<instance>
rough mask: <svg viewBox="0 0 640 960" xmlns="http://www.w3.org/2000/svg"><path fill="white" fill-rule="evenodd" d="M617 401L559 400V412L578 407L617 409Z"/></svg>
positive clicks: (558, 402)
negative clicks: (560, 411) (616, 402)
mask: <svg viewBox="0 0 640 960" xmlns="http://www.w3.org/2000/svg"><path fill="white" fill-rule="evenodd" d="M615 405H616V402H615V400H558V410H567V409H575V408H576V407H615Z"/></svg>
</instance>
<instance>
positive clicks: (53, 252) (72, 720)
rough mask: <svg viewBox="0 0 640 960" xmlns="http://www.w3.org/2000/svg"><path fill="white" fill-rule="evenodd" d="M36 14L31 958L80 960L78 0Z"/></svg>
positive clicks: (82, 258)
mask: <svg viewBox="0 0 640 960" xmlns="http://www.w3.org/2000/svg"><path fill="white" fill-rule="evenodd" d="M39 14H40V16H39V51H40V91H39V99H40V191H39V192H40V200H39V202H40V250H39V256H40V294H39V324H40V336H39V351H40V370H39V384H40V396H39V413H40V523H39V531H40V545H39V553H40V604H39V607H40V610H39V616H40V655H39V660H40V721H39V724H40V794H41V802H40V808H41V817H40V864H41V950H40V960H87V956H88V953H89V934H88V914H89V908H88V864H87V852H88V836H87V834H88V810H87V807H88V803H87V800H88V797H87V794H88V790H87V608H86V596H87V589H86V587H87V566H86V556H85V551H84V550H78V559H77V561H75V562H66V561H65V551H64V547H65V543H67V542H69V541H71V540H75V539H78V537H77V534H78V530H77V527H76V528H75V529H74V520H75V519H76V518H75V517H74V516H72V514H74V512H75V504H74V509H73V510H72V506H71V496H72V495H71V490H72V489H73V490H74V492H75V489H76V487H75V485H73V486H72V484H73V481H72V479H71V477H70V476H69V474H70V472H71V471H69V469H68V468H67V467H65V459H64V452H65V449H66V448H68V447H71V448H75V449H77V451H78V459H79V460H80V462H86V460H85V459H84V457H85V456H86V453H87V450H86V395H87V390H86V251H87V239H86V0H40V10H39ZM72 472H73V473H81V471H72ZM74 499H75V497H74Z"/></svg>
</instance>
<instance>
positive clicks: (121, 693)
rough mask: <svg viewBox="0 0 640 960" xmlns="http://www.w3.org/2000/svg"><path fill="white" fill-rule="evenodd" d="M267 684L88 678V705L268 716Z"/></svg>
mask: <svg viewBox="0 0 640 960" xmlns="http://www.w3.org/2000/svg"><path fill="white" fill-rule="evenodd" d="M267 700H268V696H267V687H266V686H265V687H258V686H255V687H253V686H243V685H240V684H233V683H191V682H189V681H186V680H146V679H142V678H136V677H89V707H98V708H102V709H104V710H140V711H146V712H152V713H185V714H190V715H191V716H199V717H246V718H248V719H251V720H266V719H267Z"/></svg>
==
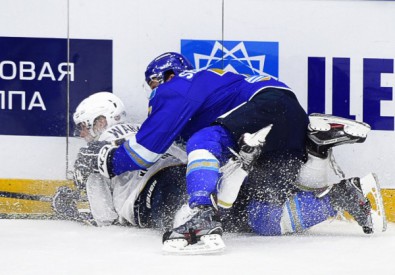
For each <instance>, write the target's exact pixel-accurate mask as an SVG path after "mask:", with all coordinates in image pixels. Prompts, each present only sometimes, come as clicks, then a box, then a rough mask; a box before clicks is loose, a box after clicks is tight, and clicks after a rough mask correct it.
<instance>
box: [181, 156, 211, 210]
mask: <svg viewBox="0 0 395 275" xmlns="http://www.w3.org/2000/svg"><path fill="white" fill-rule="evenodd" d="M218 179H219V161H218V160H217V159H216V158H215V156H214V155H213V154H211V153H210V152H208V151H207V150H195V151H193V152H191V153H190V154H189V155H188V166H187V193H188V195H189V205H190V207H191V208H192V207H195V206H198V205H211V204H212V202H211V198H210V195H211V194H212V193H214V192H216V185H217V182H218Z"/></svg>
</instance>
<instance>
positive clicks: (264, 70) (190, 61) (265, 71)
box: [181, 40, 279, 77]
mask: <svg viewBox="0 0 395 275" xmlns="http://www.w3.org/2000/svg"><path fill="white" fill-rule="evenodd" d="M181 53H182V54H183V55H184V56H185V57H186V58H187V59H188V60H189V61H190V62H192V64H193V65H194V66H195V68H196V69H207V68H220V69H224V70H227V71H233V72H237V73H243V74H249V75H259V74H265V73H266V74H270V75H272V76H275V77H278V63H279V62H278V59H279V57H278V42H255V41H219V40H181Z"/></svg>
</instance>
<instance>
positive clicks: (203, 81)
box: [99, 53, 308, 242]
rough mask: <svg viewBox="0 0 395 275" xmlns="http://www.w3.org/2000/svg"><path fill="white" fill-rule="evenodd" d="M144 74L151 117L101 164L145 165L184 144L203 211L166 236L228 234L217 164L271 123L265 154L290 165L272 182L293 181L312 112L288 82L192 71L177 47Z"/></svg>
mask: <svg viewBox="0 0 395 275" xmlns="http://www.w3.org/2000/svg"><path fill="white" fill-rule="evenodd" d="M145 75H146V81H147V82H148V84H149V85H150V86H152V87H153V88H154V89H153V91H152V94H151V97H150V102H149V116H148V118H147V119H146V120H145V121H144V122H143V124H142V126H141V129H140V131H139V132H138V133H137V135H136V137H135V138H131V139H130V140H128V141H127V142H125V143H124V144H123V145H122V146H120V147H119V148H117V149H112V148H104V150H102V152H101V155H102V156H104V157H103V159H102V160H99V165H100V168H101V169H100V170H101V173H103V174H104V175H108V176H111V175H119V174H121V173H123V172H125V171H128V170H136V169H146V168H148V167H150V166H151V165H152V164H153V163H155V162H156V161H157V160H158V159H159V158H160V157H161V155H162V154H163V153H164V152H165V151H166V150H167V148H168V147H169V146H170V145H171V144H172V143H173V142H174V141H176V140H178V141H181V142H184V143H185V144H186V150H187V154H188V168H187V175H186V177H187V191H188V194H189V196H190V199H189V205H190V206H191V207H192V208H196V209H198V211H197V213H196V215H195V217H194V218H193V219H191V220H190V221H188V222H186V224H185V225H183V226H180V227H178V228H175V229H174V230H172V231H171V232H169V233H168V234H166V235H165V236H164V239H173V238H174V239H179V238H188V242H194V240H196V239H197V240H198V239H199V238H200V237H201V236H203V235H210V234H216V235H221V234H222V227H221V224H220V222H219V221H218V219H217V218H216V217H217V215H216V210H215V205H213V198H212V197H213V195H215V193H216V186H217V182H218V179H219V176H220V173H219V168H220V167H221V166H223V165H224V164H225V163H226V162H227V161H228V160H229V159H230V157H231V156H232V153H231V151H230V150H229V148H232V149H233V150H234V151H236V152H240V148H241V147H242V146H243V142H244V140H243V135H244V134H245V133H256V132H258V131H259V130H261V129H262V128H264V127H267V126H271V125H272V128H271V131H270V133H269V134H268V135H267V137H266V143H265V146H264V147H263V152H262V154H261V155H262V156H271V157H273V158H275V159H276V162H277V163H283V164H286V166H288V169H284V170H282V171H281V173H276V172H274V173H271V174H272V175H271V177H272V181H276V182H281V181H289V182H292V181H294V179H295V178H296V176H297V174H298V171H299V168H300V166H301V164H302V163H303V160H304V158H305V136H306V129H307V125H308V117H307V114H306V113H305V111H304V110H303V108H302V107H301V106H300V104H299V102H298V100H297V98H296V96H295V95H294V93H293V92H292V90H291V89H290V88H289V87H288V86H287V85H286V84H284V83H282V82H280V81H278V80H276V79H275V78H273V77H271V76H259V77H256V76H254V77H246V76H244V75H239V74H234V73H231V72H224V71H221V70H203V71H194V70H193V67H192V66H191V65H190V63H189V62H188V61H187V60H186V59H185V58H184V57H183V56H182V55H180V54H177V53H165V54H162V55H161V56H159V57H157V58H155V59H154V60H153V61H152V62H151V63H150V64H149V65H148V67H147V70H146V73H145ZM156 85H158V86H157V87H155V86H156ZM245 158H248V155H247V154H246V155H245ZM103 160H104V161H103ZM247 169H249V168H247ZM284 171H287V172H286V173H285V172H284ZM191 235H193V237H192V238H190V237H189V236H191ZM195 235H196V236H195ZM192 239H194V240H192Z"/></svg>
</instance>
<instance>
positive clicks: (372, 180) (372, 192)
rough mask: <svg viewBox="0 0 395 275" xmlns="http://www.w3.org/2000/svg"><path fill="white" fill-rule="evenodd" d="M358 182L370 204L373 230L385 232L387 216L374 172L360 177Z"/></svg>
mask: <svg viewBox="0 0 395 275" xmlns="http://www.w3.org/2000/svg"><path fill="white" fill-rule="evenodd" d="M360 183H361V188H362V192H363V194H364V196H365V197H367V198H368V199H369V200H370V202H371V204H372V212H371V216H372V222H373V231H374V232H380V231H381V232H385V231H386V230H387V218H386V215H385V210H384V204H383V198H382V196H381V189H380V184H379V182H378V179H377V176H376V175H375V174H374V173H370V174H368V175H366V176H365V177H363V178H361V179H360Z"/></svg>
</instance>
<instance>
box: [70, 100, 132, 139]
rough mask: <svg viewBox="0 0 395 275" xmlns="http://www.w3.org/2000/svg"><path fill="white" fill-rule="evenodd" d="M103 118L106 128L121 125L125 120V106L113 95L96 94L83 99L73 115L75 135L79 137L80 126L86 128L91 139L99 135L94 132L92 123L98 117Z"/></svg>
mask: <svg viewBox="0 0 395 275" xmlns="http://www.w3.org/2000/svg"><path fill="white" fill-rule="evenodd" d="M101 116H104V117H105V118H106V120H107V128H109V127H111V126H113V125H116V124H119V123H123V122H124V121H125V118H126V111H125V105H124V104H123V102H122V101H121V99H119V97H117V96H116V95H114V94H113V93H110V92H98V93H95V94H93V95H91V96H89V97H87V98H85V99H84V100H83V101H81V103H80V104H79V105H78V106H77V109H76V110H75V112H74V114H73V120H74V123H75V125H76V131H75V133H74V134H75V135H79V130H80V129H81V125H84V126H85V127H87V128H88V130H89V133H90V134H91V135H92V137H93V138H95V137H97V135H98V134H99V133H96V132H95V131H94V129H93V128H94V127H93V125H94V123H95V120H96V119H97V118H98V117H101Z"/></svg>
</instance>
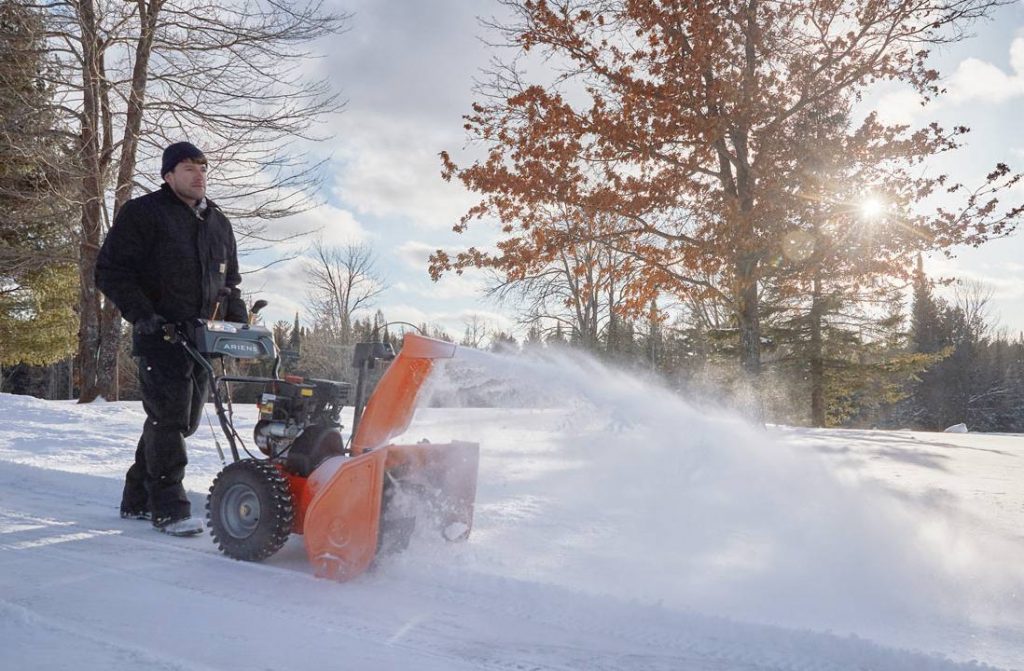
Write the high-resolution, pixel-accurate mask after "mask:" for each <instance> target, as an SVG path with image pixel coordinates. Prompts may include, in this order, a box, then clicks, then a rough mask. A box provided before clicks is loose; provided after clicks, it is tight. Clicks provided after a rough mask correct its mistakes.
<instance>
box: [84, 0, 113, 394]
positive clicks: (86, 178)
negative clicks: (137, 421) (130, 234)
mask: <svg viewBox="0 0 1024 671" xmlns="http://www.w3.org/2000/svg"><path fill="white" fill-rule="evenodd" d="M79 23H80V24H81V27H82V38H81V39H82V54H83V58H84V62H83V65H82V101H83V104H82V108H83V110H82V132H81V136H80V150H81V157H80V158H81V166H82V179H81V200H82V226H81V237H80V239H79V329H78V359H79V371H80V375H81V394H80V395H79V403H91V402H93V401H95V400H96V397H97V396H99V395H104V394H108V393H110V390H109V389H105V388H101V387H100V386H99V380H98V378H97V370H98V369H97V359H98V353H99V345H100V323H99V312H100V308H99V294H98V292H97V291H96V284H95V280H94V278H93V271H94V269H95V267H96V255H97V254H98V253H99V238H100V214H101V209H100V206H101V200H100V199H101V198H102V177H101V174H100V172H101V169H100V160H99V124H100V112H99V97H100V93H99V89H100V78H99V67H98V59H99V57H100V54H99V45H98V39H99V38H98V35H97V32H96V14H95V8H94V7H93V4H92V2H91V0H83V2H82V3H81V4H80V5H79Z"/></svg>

◆ **Work item**
Copy out, without any change, the lines from the one containing "For each <instance>, write" up to and including the one containing "box: [181, 156, 211, 210]".

◆ **Result for this exercise**
For each <instance>, write the target's exact pixel-accurate mask as an SVG path after "mask:", with all coordinates in image pixels. Prompts, each present only sometimes, come as clicks, then a box, then a rough mask; a box before clicks is loose, a box after clicks is tight, and clicks after a rough mask correct it.
<instance>
box: [181, 156, 211, 210]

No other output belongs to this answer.